### WHAT IS NEEDED
The entries need to be copied exactly as they stand, images left out.

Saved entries
* * * * * * *
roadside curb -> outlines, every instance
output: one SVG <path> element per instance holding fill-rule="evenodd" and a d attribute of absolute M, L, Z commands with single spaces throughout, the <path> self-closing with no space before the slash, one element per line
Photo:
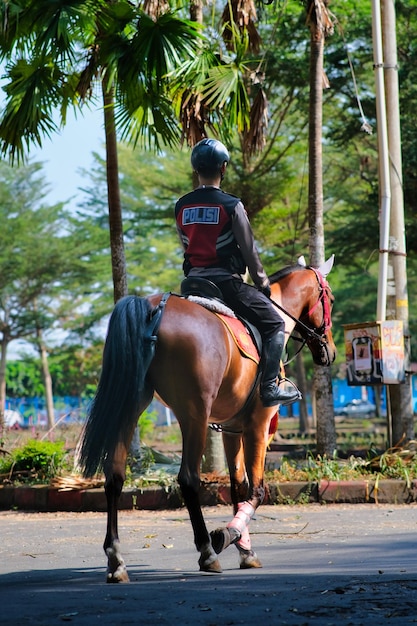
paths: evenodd
<path fill-rule="evenodd" d="M 230 487 L 203 483 L 203 506 L 231 504 Z M 263 505 L 276 504 L 412 504 L 417 502 L 417 481 L 403 480 L 325 481 L 267 483 Z M 159 510 L 183 507 L 178 487 L 126 488 L 120 510 Z M 47 485 L 31 487 L 0 486 L 0 510 L 20 511 L 106 511 L 103 487 L 62 490 Z"/>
* * * * * * *
### EXERCISE RESPONSE
roadside curb -> outlines, every instance
output: one SVG <path> element per instance holding fill-rule="evenodd" and a d attribute of absolute M, L, Z commands with single spaces throughout, the <path> self-closing with no space before the slash, one element per line
Photo:
paths: evenodd
<path fill-rule="evenodd" d="M 230 487 L 203 483 L 203 506 L 231 504 Z M 263 505 L 276 504 L 412 504 L 417 502 L 417 481 L 403 480 L 325 481 L 267 483 Z M 159 510 L 183 507 L 178 487 L 126 488 L 120 510 Z M 47 485 L 31 487 L 0 486 L 0 510 L 20 511 L 106 511 L 103 487 L 62 490 Z"/>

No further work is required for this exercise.